** Reading text follows **

That Lady Currie took such pains to personalise her copy of Robinson’s Poems in this way suggests she felt an affinity with her eighteenth-century predecessor. The similarities in their private lives are certainly striking. Both writers were known for their loveless marriages, affairs, and scandalous reputations. Lady Currie, like Robinson before her, was nicknamed ‘Sappho’ by her contemporaries, and the thinly veiled satire of her marriage, Edwin and Angelina (1878), may be a gesture toward Robinson’s 1796 novel Angelina. Finally, Lady Currie’s unfinished manuscript memoir was written on the reverse sides of menus and other cards retained from social visits, a choice of writing material that recalls Robinson’s decision to draft her Memoirs on the backs of envelopes, many of which had enclosed letters from subscribers to her Poems (1791). Lady Currie seems to have been styling herself as a late-Victorian Robinson, a strain of self-fashioning that speaks to Robinson’s own highly skilled self-construction and her enduring literary afterlife.

** End of Reading text **
** Dataset excerpts follows **

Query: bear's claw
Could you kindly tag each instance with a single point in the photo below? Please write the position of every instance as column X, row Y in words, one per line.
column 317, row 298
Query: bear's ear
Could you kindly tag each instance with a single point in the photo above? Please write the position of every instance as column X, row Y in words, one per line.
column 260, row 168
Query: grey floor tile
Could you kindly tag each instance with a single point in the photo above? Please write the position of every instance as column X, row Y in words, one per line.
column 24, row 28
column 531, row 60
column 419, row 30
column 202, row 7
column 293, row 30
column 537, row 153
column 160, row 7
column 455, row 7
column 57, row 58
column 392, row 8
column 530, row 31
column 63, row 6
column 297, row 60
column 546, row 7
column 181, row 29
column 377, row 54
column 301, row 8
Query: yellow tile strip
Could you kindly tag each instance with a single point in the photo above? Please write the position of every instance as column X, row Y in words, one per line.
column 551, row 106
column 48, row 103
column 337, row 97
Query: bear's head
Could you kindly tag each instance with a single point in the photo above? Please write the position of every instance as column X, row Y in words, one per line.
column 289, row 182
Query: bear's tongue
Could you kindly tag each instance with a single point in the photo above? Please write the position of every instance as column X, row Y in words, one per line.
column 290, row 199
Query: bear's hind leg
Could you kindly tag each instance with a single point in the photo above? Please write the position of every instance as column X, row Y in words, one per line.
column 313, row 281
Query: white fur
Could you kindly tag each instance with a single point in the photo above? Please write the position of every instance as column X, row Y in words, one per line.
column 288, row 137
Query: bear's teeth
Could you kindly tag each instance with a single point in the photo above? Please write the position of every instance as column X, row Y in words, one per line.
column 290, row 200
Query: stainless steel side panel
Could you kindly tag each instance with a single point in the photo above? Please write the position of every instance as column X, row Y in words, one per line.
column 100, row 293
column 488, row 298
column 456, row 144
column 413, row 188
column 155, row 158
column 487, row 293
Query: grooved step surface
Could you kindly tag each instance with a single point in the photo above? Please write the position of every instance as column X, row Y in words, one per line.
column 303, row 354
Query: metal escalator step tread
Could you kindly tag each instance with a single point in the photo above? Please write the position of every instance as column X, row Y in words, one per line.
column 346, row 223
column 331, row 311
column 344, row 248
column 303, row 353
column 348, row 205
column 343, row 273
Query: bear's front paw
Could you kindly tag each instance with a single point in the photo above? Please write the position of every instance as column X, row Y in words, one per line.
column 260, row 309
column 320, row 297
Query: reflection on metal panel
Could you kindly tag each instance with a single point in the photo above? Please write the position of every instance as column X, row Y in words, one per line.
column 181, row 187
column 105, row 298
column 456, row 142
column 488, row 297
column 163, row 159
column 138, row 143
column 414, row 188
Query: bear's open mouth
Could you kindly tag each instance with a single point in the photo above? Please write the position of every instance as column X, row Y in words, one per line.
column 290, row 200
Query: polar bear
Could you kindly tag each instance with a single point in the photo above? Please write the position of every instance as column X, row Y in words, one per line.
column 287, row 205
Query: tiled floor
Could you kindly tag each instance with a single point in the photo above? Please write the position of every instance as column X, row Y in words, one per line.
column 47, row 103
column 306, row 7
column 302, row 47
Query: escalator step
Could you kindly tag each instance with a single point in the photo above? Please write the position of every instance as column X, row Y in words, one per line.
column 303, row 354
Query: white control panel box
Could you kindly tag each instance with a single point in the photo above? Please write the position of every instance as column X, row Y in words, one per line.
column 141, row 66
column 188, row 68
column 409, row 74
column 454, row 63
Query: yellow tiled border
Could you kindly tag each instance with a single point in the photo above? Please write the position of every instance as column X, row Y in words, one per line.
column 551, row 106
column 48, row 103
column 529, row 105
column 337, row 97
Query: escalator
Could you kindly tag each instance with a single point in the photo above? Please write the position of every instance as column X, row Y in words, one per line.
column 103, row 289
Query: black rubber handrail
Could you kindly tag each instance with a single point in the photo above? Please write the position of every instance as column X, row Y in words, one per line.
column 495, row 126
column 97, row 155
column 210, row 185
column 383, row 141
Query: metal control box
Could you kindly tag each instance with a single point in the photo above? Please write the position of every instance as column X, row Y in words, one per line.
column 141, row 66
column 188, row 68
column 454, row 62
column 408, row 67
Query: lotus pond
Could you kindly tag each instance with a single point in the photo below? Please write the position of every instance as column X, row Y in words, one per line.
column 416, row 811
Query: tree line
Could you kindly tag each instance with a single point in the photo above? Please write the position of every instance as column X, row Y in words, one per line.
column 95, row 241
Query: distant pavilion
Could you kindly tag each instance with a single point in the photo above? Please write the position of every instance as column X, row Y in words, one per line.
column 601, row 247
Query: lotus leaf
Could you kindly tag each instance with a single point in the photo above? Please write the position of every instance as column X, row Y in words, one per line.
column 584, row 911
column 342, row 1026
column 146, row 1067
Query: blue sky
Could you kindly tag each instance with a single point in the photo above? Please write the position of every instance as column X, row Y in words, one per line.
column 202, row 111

** End of Dataset excerpts **

#### [Exercise description]
Answer these questions about the text on Lady Currie and Robinson:
1. What nickname did Lady Currie's contemporaries give her?
2. On what did Lady Currie write her unfinished manuscript memoir?
3. In what year did Robinson's novel Angelina appear?

#### [Solution for this exercise]
1. Sappho
2. On the reverse sides of menus and other cards retained from social visits
3. 1796